# STATED TASK:
Please locate each line of the records below that contains the word "mouth" and copy those lines out. Case counts.

# MATERIAL:
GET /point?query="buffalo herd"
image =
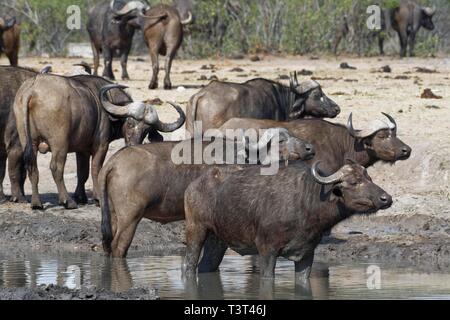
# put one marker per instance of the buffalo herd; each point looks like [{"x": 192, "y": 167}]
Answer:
[{"x": 227, "y": 202}]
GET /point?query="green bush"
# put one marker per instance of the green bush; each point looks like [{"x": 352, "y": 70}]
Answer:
[{"x": 228, "y": 27}]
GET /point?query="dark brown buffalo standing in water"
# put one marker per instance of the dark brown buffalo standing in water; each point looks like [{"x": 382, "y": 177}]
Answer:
[
  {"x": 143, "y": 182},
  {"x": 334, "y": 144},
  {"x": 63, "y": 115},
  {"x": 112, "y": 29},
  {"x": 10, "y": 39},
  {"x": 280, "y": 215},
  {"x": 259, "y": 99}
]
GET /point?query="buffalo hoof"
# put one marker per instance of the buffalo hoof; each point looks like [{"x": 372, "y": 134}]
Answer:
[
  {"x": 18, "y": 199},
  {"x": 70, "y": 205},
  {"x": 3, "y": 199},
  {"x": 109, "y": 77},
  {"x": 81, "y": 199},
  {"x": 37, "y": 206}
]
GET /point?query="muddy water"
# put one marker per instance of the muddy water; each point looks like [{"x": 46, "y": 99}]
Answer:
[{"x": 236, "y": 280}]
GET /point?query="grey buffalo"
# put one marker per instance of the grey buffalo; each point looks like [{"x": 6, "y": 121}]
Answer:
[
  {"x": 144, "y": 182},
  {"x": 259, "y": 99},
  {"x": 280, "y": 215},
  {"x": 63, "y": 115},
  {"x": 112, "y": 25},
  {"x": 10, "y": 39}
]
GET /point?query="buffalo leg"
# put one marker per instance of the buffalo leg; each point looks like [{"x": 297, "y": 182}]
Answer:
[
  {"x": 196, "y": 235},
  {"x": 303, "y": 267},
  {"x": 381, "y": 44},
  {"x": 168, "y": 68},
  {"x": 155, "y": 66},
  {"x": 123, "y": 236},
  {"x": 17, "y": 176},
  {"x": 412, "y": 43},
  {"x": 213, "y": 251},
  {"x": 13, "y": 59},
  {"x": 83, "y": 175},
  {"x": 97, "y": 163},
  {"x": 2, "y": 174},
  {"x": 403, "y": 43},
  {"x": 96, "y": 53},
  {"x": 267, "y": 264},
  {"x": 108, "y": 57},
  {"x": 57, "y": 167},
  {"x": 337, "y": 41},
  {"x": 123, "y": 63},
  {"x": 33, "y": 173}
]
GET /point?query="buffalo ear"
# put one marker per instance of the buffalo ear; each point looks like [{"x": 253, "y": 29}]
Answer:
[
  {"x": 336, "y": 193},
  {"x": 367, "y": 142},
  {"x": 298, "y": 109}
]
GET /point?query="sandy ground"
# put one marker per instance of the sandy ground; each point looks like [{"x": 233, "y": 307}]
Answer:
[{"x": 415, "y": 229}]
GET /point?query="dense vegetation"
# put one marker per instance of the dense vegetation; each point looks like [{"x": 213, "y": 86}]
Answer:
[{"x": 227, "y": 27}]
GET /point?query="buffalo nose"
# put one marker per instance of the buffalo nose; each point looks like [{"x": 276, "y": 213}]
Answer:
[
  {"x": 338, "y": 110},
  {"x": 386, "y": 200},
  {"x": 406, "y": 151}
]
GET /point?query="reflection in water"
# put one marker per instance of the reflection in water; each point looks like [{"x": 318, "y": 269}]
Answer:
[{"x": 237, "y": 280}]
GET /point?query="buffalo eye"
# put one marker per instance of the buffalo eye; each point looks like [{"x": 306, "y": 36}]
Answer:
[
  {"x": 382, "y": 135},
  {"x": 338, "y": 192}
]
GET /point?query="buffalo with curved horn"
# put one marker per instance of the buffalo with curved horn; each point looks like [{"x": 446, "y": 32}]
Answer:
[
  {"x": 281, "y": 215},
  {"x": 77, "y": 120},
  {"x": 112, "y": 29}
]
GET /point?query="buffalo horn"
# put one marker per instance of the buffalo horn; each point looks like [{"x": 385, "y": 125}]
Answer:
[
  {"x": 334, "y": 178},
  {"x": 188, "y": 20},
  {"x": 118, "y": 111},
  {"x": 307, "y": 86},
  {"x": 130, "y": 6},
  {"x": 429, "y": 11},
  {"x": 392, "y": 120},
  {"x": 85, "y": 65},
  {"x": 169, "y": 127},
  {"x": 46, "y": 69}
]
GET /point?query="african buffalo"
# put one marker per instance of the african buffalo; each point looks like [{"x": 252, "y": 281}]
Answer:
[
  {"x": 63, "y": 115},
  {"x": 185, "y": 9},
  {"x": 258, "y": 99},
  {"x": 112, "y": 29},
  {"x": 280, "y": 215},
  {"x": 407, "y": 19},
  {"x": 10, "y": 39},
  {"x": 143, "y": 181},
  {"x": 11, "y": 78},
  {"x": 334, "y": 143}
]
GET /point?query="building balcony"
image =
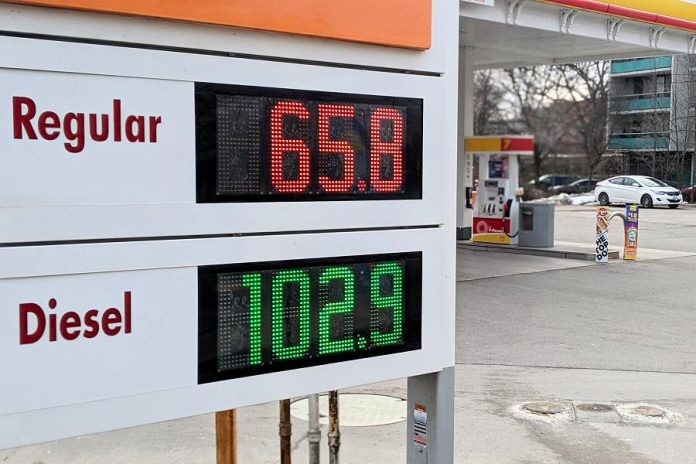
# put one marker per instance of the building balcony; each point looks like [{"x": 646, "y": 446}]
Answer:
[
  {"x": 641, "y": 65},
  {"x": 642, "y": 102},
  {"x": 640, "y": 141}
]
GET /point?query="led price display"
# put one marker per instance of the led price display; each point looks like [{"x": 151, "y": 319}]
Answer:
[
  {"x": 262, "y": 144},
  {"x": 259, "y": 318}
]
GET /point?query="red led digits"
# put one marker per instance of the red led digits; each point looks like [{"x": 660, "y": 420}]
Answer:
[
  {"x": 381, "y": 148},
  {"x": 280, "y": 147},
  {"x": 328, "y": 146}
]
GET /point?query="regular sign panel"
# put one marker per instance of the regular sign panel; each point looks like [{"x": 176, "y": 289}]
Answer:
[{"x": 162, "y": 152}]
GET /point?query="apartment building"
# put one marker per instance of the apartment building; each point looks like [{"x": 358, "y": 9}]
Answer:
[{"x": 651, "y": 116}]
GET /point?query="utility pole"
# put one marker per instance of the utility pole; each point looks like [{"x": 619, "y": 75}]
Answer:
[
  {"x": 285, "y": 432},
  {"x": 334, "y": 430},
  {"x": 314, "y": 430},
  {"x": 226, "y": 436}
]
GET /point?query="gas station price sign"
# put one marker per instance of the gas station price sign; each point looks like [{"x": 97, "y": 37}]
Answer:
[
  {"x": 264, "y": 144},
  {"x": 268, "y": 317}
]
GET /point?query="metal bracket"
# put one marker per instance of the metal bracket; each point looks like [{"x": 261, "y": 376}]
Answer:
[
  {"x": 566, "y": 20},
  {"x": 692, "y": 44},
  {"x": 514, "y": 8},
  {"x": 613, "y": 28},
  {"x": 656, "y": 36}
]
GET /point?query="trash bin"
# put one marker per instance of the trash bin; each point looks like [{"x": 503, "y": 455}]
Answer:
[{"x": 536, "y": 224}]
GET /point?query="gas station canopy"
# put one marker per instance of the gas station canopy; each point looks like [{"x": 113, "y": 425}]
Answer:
[{"x": 512, "y": 33}]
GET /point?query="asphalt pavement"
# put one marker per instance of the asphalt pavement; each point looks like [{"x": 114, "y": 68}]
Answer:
[{"x": 529, "y": 329}]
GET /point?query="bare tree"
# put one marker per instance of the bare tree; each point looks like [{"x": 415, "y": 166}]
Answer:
[
  {"x": 488, "y": 98},
  {"x": 533, "y": 91},
  {"x": 587, "y": 86}
]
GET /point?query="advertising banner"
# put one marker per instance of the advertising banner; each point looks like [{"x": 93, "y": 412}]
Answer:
[
  {"x": 602, "y": 241},
  {"x": 631, "y": 226}
]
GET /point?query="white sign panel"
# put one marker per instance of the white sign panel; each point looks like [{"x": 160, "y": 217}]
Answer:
[
  {"x": 85, "y": 140},
  {"x": 95, "y": 336},
  {"x": 176, "y": 328}
]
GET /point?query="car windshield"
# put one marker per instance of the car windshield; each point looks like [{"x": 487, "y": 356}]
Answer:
[{"x": 652, "y": 182}]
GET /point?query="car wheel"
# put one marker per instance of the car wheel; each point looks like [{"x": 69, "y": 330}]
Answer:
[{"x": 646, "y": 201}]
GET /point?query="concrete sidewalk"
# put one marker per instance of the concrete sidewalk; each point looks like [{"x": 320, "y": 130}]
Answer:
[{"x": 487, "y": 429}]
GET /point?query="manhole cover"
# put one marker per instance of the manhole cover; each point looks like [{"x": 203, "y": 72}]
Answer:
[
  {"x": 545, "y": 409},
  {"x": 356, "y": 410},
  {"x": 594, "y": 407},
  {"x": 649, "y": 411}
]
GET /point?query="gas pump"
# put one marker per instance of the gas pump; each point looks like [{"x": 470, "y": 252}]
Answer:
[{"x": 496, "y": 207}]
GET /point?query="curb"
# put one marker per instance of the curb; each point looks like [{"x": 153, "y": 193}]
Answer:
[{"x": 547, "y": 252}]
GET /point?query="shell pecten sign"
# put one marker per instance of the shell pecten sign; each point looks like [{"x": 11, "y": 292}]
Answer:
[
  {"x": 679, "y": 14},
  {"x": 395, "y": 23}
]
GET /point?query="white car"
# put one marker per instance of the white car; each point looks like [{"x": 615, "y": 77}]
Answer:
[{"x": 643, "y": 190}]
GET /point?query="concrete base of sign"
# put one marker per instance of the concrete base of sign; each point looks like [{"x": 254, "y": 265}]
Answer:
[
  {"x": 430, "y": 418},
  {"x": 560, "y": 250}
]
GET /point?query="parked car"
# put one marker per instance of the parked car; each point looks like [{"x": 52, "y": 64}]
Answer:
[
  {"x": 689, "y": 194},
  {"x": 579, "y": 186},
  {"x": 643, "y": 190}
]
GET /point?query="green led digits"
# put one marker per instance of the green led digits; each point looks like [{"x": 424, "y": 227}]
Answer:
[
  {"x": 326, "y": 344},
  {"x": 279, "y": 313},
  {"x": 394, "y": 302},
  {"x": 253, "y": 283}
]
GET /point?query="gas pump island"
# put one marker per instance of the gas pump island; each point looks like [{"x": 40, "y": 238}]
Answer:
[{"x": 496, "y": 202}]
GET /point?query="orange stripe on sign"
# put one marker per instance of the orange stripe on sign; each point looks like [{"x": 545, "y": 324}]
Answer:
[
  {"x": 518, "y": 144},
  {"x": 396, "y": 23}
]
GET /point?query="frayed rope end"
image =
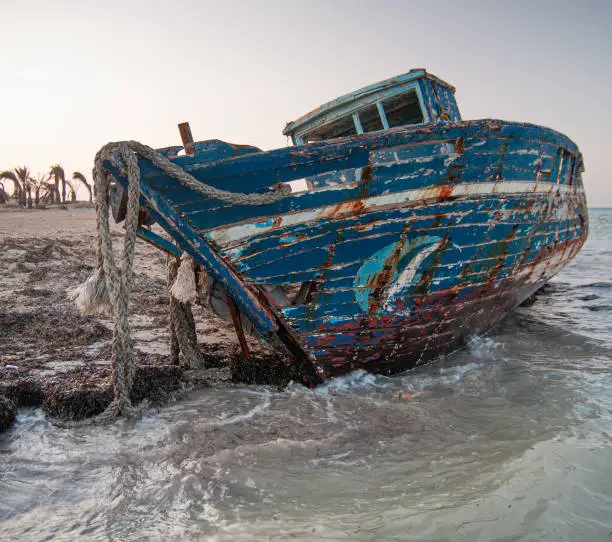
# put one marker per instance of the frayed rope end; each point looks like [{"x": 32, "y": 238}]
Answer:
[
  {"x": 91, "y": 298},
  {"x": 184, "y": 288}
]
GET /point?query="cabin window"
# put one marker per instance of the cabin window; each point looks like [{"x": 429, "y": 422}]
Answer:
[
  {"x": 403, "y": 109},
  {"x": 370, "y": 119},
  {"x": 341, "y": 128}
]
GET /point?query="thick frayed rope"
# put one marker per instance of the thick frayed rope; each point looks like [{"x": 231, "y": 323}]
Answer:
[
  {"x": 111, "y": 287},
  {"x": 184, "y": 289},
  {"x": 183, "y": 336}
]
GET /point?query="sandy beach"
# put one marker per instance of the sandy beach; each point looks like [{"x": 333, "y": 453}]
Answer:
[{"x": 50, "y": 356}]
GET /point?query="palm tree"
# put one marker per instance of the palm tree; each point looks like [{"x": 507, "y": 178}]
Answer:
[
  {"x": 3, "y": 195},
  {"x": 72, "y": 191},
  {"x": 42, "y": 189},
  {"x": 19, "y": 178},
  {"x": 76, "y": 176},
  {"x": 57, "y": 172}
]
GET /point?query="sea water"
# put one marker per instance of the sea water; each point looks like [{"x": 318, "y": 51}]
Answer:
[{"x": 508, "y": 439}]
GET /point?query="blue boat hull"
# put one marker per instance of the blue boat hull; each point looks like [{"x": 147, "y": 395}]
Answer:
[{"x": 407, "y": 242}]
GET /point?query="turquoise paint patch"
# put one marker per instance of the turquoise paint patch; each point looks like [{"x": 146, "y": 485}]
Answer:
[{"x": 375, "y": 264}]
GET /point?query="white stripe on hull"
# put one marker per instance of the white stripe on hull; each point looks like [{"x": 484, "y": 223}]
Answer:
[{"x": 224, "y": 236}]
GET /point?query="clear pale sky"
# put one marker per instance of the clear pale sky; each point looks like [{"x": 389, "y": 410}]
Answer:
[{"x": 77, "y": 74}]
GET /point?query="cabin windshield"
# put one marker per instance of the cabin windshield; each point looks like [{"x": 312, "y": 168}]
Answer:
[
  {"x": 340, "y": 128},
  {"x": 403, "y": 109},
  {"x": 398, "y": 110}
]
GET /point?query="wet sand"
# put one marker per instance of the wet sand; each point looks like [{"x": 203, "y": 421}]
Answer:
[{"x": 50, "y": 356}]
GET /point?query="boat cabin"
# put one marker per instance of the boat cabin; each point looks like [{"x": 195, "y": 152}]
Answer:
[{"x": 415, "y": 98}]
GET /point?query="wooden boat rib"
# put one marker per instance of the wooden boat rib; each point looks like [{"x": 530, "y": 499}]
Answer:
[{"x": 408, "y": 229}]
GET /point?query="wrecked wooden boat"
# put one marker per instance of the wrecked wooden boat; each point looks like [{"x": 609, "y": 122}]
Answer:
[{"x": 405, "y": 230}]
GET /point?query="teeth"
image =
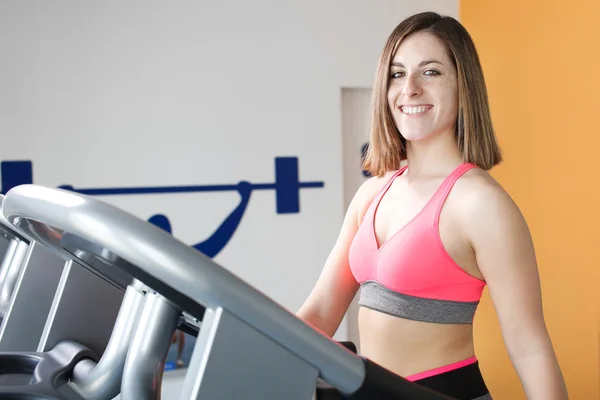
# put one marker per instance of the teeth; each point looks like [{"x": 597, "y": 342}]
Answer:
[{"x": 414, "y": 110}]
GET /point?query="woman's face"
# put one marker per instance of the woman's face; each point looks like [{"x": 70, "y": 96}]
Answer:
[{"x": 423, "y": 89}]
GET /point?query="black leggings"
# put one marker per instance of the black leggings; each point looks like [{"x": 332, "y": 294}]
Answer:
[{"x": 465, "y": 383}]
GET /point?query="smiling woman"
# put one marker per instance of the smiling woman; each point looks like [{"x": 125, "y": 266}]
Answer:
[{"x": 424, "y": 236}]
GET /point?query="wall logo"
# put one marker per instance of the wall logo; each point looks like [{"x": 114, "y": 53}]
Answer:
[{"x": 286, "y": 186}]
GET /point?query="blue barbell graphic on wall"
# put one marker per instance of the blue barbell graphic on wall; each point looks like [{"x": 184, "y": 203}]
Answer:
[{"x": 287, "y": 187}]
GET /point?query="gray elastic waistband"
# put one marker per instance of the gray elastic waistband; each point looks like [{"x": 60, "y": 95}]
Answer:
[{"x": 379, "y": 298}]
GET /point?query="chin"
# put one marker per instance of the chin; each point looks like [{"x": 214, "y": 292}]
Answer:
[{"x": 416, "y": 136}]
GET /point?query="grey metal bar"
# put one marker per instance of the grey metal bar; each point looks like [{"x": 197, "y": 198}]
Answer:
[
  {"x": 26, "y": 312},
  {"x": 142, "y": 375},
  {"x": 10, "y": 275},
  {"x": 45, "y": 213},
  {"x": 103, "y": 380}
]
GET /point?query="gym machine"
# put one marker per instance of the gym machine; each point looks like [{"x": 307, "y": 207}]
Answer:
[
  {"x": 247, "y": 345},
  {"x": 43, "y": 298}
]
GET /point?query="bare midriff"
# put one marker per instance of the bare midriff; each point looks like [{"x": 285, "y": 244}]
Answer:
[{"x": 406, "y": 347}]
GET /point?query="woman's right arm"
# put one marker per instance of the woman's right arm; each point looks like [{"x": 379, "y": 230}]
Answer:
[{"x": 336, "y": 287}]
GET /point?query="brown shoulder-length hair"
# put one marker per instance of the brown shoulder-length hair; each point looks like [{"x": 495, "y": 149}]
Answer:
[{"x": 473, "y": 128}]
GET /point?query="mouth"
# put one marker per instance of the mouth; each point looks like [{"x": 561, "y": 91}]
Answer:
[{"x": 418, "y": 109}]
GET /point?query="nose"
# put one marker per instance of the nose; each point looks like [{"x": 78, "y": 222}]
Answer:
[{"x": 411, "y": 86}]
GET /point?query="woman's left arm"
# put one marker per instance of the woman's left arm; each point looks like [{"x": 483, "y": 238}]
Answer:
[{"x": 505, "y": 255}]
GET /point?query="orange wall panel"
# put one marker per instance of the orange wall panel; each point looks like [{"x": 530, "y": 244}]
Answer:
[{"x": 541, "y": 64}]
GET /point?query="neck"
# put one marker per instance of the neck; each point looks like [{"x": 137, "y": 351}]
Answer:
[{"x": 437, "y": 155}]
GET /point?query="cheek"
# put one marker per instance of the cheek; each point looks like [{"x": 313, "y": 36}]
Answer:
[{"x": 392, "y": 96}]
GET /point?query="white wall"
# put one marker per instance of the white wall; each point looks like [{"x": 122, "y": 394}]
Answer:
[{"x": 125, "y": 93}]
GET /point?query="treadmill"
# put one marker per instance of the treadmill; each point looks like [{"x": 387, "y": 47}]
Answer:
[{"x": 248, "y": 346}]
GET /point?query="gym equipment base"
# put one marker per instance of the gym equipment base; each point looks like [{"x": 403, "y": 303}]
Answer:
[{"x": 40, "y": 376}]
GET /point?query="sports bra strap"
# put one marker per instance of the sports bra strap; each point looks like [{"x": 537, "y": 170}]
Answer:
[{"x": 447, "y": 185}]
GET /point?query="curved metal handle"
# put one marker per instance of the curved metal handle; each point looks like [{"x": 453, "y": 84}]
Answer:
[
  {"x": 103, "y": 380},
  {"x": 175, "y": 270},
  {"x": 142, "y": 376},
  {"x": 10, "y": 274}
]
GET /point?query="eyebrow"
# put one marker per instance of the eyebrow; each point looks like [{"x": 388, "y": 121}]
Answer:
[{"x": 421, "y": 64}]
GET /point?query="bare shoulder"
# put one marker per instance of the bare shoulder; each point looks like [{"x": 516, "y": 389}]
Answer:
[{"x": 486, "y": 209}]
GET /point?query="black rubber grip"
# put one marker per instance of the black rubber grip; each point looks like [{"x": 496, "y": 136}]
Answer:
[{"x": 380, "y": 383}]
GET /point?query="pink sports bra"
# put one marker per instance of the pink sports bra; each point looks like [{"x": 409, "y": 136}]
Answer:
[{"x": 411, "y": 275}]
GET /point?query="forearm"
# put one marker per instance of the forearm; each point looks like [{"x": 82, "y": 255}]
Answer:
[{"x": 541, "y": 376}]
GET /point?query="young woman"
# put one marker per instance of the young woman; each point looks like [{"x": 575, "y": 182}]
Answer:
[{"x": 424, "y": 236}]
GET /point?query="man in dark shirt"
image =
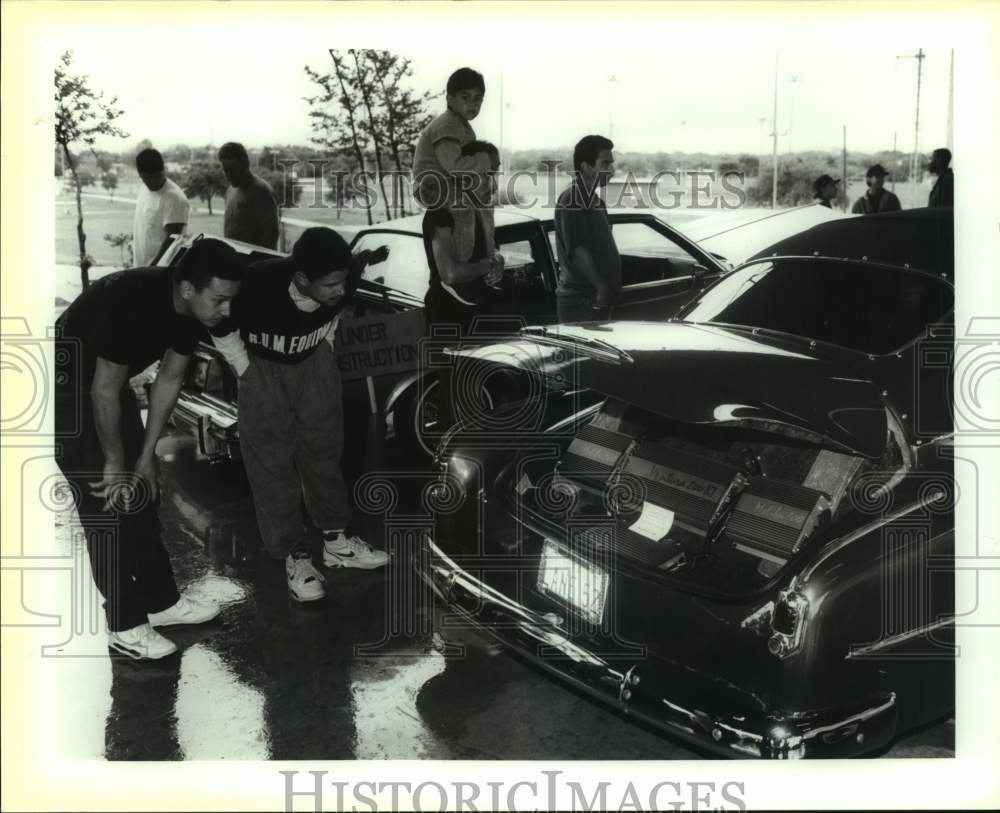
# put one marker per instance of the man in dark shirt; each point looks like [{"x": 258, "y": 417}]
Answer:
[
  {"x": 825, "y": 190},
  {"x": 877, "y": 198},
  {"x": 279, "y": 341},
  {"x": 590, "y": 273},
  {"x": 463, "y": 267},
  {"x": 115, "y": 329},
  {"x": 943, "y": 192},
  {"x": 251, "y": 207}
]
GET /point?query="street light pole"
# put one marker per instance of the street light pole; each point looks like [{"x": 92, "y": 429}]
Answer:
[
  {"x": 920, "y": 56},
  {"x": 774, "y": 139}
]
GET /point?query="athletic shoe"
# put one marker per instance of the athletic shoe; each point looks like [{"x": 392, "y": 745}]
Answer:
[
  {"x": 305, "y": 582},
  {"x": 141, "y": 643},
  {"x": 185, "y": 611},
  {"x": 350, "y": 551}
]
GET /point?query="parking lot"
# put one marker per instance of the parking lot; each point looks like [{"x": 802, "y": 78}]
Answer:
[{"x": 359, "y": 675}]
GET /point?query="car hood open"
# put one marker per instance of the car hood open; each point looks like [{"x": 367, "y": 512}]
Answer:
[{"x": 700, "y": 373}]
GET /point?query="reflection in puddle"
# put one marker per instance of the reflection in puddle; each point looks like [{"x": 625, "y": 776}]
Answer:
[
  {"x": 218, "y": 717},
  {"x": 387, "y": 723}
]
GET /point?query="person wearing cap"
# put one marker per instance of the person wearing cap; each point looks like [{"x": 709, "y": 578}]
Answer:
[
  {"x": 877, "y": 198},
  {"x": 279, "y": 340},
  {"x": 115, "y": 329},
  {"x": 943, "y": 192},
  {"x": 825, "y": 189}
]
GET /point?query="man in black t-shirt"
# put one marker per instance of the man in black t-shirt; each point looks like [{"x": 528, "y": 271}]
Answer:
[
  {"x": 279, "y": 341},
  {"x": 116, "y": 328},
  {"x": 464, "y": 268}
]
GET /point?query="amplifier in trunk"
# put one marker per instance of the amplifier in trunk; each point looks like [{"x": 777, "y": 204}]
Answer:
[
  {"x": 684, "y": 496},
  {"x": 772, "y": 518},
  {"x": 593, "y": 456}
]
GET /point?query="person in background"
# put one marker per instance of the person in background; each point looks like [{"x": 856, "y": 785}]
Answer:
[
  {"x": 590, "y": 273},
  {"x": 438, "y": 153},
  {"x": 465, "y": 270},
  {"x": 825, "y": 189},
  {"x": 116, "y": 328},
  {"x": 877, "y": 198},
  {"x": 251, "y": 207},
  {"x": 943, "y": 191},
  {"x": 279, "y": 341},
  {"x": 161, "y": 210}
]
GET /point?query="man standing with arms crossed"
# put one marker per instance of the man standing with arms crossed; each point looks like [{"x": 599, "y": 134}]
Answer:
[
  {"x": 590, "y": 274},
  {"x": 280, "y": 343},
  {"x": 251, "y": 208},
  {"x": 115, "y": 329}
]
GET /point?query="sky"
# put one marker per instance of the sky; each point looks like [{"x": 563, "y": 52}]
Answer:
[{"x": 713, "y": 98}]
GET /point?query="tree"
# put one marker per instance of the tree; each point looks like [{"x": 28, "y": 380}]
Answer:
[
  {"x": 286, "y": 191},
  {"x": 203, "y": 180},
  {"x": 123, "y": 242},
  {"x": 404, "y": 114},
  {"x": 337, "y": 130},
  {"x": 109, "y": 180},
  {"x": 82, "y": 115}
]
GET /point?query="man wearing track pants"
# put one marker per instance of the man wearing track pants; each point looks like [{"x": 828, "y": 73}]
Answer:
[{"x": 279, "y": 341}]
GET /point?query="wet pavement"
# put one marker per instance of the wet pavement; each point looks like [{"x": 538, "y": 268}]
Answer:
[{"x": 358, "y": 675}]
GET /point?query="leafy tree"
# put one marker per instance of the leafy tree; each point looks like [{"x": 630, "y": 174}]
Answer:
[
  {"x": 403, "y": 114},
  {"x": 204, "y": 180},
  {"x": 335, "y": 114},
  {"x": 82, "y": 116},
  {"x": 287, "y": 192},
  {"x": 109, "y": 180}
]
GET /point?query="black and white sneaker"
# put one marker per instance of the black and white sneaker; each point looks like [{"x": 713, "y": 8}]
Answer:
[
  {"x": 141, "y": 643},
  {"x": 305, "y": 582},
  {"x": 351, "y": 551}
]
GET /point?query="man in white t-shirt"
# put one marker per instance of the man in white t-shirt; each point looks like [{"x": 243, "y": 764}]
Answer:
[{"x": 161, "y": 210}]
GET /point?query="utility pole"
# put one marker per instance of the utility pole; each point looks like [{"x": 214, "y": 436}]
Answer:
[
  {"x": 843, "y": 173},
  {"x": 951, "y": 102},
  {"x": 611, "y": 107},
  {"x": 895, "y": 163},
  {"x": 774, "y": 139},
  {"x": 920, "y": 56},
  {"x": 791, "y": 108}
]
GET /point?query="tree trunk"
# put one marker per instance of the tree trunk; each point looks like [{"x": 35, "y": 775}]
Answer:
[
  {"x": 366, "y": 99},
  {"x": 358, "y": 153},
  {"x": 80, "y": 234}
]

# OUTPUT:
GET /point?query="mouth"
# put one marker per instance of the mouth; each point looks like [{"x": 561, "y": 91}]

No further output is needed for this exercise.